DATA LISTING -
* START *
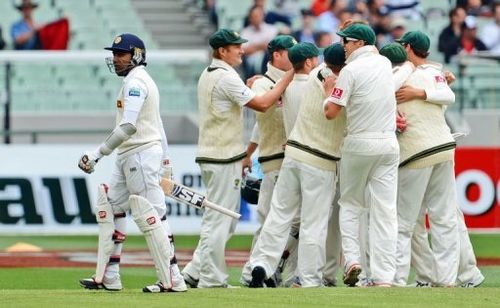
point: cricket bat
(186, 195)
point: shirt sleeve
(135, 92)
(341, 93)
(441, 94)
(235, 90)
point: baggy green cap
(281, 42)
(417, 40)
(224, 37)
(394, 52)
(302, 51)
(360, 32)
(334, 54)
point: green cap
* END *
* START *
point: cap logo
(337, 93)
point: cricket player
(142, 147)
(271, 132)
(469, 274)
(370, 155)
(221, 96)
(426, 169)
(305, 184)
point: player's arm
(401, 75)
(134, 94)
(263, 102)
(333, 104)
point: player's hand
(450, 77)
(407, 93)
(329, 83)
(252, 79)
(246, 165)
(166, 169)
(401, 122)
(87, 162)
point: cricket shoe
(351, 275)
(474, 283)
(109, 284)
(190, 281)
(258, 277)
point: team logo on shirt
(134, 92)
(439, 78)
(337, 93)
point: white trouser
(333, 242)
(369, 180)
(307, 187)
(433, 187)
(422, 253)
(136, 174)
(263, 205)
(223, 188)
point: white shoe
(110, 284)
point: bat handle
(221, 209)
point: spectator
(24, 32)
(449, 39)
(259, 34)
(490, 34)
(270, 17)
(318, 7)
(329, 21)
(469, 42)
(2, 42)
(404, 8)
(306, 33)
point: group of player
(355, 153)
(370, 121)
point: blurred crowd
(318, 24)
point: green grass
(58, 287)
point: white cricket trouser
* END *
* START *
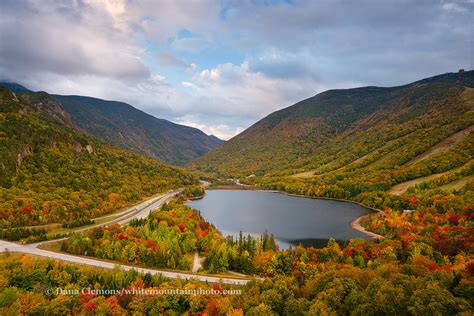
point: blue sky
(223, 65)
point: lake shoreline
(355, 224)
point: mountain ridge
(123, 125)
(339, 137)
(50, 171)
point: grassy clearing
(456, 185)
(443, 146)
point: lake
* END *
TASK TO COMPLETE -
Count the lines of the material above that contain the string "cricket", treating uppercase and lowercase letters as distinct. Give only the number.

RESPONSE TO THE EXERCISE -
4